(Entries from a collection)
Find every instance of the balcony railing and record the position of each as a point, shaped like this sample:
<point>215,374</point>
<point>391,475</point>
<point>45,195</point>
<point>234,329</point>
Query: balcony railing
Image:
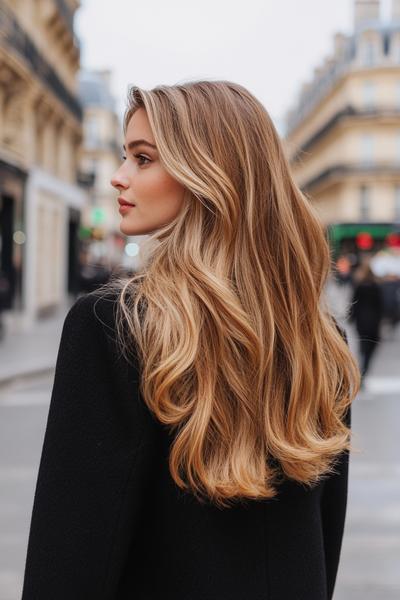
<point>340,115</point>
<point>343,170</point>
<point>15,40</point>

**DIRECTIONS:** Write out the material again with "balcony railing" renamed to "handrail" wherever it occurs, changing nothing else. Leave the pictures out.

**SOLUTION TO THIS TASK:**
Find every instance of the handrail and record the position of each as a point, shaped like this sample:
<point>215,374</point>
<point>391,475</point>
<point>45,195</point>
<point>234,329</point>
Query: handrail
Image:
<point>340,115</point>
<point>343,170</point>
<point>15,40</point>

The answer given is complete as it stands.